◆ Provided text ◆
-- Opening Marker --
St Patrick's Isle is of significant importance to the history of the Celtic Church and the Catholic Church in Scotland. This is because, prior to the Protestant Reformation, the now ruined St Germanus of Man's Cathedral was the headquarters of the Diocese of the Isles, which in its full form included the Outer Hebrides, most of the Inner Hebrides (including Iona, Skye, Raasay, Canna, Eigg, Coll, Tiree, Mull, Colonsay, Islay, Jura, Gigha – but not Lismore, Kerrera, Seil or Luing, all under the Bishop of Argyll), the Isle of Bute and the Isle of Arran. The Diocese may have originally contained Galloway, a suggestion thought to explain the possible attacks of Wimund on Bishop Gilla Aldan of Whithorn.

The ancient cathedral, however, was left to decay in the 18th century, never to be rebuilt. The island's steep and rocky edges made it an ideal defensive outpost. It is said to be the place where St Patrick first set foot in the Isle of Man in 444 while returning from Liverpool to Ireland. Having established Christianity, he then appointed St Germanus of Man bishop, to oversee further development of the Church. However, there is debate as to whether the name "St Patrick's Isle" pre-dates the thirteenth century.
-- Closing Marker --
◆ Using the information ◆
• 1. In the St Patrick's Isle text, in what year is St Patrick said to have first set foot in the Isle of Man?
• 2. List the islands that the St Patrick's Isle text names as being under the Bishop of Argyll rather than in the Diocese of the Isles.
• 3. Resume the text about St Patrick's Isle from where it stops.

(Saved data entries)
-- Opening Marker --
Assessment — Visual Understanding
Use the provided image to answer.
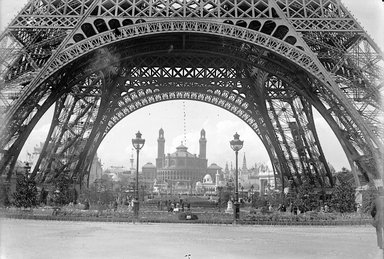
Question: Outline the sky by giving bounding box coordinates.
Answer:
[0,0,384,174]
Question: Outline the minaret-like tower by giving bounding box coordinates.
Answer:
[199,129,207,159]
[156,129,165,169]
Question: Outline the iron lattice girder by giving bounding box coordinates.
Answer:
[3,17,380,148]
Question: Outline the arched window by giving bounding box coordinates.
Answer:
[81,23,96,38]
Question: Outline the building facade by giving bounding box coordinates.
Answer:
-- Closing Marker --
◆ Answers to the tasks ◆
• 1. 444

• 2. Lismore, Kerrera, Seil, Luing

• 3.
The islet is now a tourist site with the castle walls running close to the shoreline. There is a public walk around the outside of the castle, which lines the coastal edge of the islet. It is connected to the town of Peel on the Isle of Man by a causeway over Fenella Beach, named after the character in Sir Walter Scott's Peveril of the Peak. In addition to the historic ruins, the island is partially a sealife sanctuary.

St. Patrick's Isle was originally referred to as Inis (or Ynnys) Patraic in Manx.